* Directions for this task:
From the entries below, copy each line in which the word "asphalt" occurs.

###

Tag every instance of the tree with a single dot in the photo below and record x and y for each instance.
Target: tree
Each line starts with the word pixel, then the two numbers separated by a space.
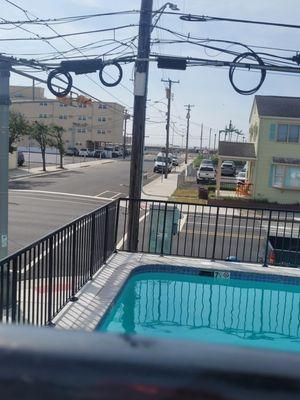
pixel 57 141
pixel 42 135
pixel 18 127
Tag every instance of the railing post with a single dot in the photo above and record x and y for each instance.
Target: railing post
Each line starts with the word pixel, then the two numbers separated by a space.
pixel 14 292
pixel 92 249
pixel 74 263
pixel 50 282
pixel 164 229
pixel 215 236
pixel 105 234
pixel 265 264
pixel 117 225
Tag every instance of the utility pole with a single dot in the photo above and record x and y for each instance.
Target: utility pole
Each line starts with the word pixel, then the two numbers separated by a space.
pixel 169 97
pixel 201 138
pixel 209 143
pixel 139 120
pixel 188 116
pixel 126 117
pixel 4 144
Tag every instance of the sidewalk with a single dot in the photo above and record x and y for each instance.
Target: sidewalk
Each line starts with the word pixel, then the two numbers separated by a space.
pixel 20 173
pixel 161 188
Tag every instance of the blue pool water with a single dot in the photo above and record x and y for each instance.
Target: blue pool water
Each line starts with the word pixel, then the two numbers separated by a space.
pixel 206 309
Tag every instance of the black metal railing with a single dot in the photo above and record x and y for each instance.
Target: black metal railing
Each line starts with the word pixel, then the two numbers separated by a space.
pixel 265 236
pixel 37 281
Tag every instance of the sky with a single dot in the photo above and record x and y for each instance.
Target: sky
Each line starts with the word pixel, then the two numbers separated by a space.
pixel 208 89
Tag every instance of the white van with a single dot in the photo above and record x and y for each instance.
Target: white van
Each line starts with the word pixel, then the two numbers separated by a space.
pixel 160 163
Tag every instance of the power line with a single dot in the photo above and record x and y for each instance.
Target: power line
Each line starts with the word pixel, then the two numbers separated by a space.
pixel 67 41
pixel 206 18
pixel 68 34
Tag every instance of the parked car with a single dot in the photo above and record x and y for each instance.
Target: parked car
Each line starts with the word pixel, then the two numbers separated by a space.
pixel 72 151
pixel 175 161
pixel 207 161
pixel 160 163
pixel 84 153
pixel 21 158
pixel 228 168
pixel 241 177
pixel 98 154
pixel 244 169
pixel 206 173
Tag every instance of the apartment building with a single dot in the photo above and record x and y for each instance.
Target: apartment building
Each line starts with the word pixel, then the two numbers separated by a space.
pixel 275 133
pixel 86 125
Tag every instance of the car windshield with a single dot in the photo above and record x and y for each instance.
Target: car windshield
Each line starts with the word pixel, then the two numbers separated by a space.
pixel 227 165
pixel 161 159
pixel 206 169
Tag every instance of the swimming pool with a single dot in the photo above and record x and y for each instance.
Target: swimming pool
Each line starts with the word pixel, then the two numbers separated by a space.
pixel 214 309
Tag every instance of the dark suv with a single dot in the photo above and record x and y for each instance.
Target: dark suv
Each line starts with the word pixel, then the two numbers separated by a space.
pixel 228 168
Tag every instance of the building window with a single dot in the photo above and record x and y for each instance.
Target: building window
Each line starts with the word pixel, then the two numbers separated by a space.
pixel 278 180
pixel 293 133
pixel 288 133
pixel 282 133
pixel 286 177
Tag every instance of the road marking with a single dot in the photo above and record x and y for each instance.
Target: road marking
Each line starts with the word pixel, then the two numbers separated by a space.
pixel 88 202
pixel 109 191
pixel 60 193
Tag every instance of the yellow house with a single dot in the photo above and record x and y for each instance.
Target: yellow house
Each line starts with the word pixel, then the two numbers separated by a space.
pixel 275 133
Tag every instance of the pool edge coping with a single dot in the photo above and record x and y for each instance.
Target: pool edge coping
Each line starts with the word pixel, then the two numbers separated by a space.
pixel 97 297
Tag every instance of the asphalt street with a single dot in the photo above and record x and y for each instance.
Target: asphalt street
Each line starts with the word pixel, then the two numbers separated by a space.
pixel 41 204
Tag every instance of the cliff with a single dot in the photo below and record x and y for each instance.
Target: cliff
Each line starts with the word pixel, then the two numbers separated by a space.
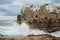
pixel 45 17
pixel 34 37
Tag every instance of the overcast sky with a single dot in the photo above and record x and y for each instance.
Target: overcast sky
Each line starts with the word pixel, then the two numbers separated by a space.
pixel 12 7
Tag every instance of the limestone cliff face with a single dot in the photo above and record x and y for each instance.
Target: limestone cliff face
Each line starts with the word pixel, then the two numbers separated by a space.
pixel 34 37
pixel 45 17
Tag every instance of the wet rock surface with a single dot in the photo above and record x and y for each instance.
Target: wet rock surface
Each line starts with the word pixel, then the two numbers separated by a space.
pixel 34 37
pixel 42 19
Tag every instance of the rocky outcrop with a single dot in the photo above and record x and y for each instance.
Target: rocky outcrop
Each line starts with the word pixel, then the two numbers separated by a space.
pixel 43 17
pixel 34 37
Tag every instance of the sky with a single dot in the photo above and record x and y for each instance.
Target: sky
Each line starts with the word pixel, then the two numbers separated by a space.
pixel 13 7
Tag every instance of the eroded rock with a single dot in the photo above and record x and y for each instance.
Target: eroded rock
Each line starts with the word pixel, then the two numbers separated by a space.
pixel 44 17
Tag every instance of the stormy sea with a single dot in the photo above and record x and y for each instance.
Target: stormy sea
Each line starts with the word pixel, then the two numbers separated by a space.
pixel 10 28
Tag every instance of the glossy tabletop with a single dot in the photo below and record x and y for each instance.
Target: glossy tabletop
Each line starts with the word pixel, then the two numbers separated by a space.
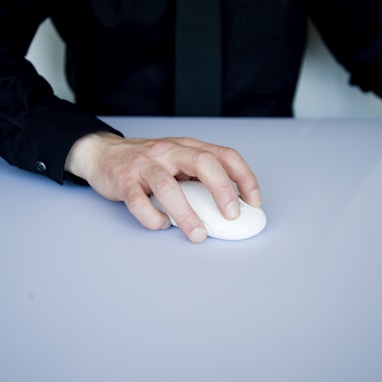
pixel 87 294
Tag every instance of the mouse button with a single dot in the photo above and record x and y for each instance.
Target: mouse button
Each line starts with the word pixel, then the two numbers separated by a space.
pixel 208 228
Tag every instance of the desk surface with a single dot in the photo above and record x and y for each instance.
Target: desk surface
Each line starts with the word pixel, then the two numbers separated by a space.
pixel 87 294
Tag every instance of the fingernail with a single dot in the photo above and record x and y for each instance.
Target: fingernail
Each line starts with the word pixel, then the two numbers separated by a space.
pixel 256 197
pixel 198 235
pixel 166 224
pixel 233 210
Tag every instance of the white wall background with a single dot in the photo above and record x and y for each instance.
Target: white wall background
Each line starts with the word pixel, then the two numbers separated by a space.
pixel 323 90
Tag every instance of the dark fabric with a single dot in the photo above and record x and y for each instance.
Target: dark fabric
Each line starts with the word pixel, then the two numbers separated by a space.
pixel 198 58
pixel 120 61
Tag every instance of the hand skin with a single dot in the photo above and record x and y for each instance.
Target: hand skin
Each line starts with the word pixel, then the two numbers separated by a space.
pixel 129 170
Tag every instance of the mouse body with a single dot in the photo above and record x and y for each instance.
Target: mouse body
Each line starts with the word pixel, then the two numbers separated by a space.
pixel 250 222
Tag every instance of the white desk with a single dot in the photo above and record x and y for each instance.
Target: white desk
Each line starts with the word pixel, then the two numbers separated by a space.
pixel 87 294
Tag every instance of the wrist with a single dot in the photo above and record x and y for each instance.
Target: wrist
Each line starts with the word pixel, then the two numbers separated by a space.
pixel 84 152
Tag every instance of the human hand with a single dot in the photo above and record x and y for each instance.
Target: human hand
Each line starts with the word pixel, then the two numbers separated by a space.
pixel 129 170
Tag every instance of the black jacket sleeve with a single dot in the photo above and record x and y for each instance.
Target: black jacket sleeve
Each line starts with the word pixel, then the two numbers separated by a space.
pixel 352 30
pixel 37 129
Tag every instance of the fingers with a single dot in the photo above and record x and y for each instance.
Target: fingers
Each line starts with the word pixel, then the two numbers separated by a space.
pixel 235 168
pixel 166 189
pixel 129 170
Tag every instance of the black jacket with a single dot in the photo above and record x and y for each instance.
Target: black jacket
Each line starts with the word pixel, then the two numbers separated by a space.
pixel 120 61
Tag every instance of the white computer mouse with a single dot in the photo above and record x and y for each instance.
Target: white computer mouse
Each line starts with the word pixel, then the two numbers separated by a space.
pixel 250 222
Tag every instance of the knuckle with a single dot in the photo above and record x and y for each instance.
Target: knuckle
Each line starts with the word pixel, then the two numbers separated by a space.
pixel 204 158
pixel 165 185
pixel 230 154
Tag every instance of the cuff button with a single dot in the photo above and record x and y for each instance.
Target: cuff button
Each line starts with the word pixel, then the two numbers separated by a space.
pixel 40 166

###

* Solved problem:
Tag every instance of the asphalt street with a single dot in the photo above and record x and y for each instance.
Target: asphalt street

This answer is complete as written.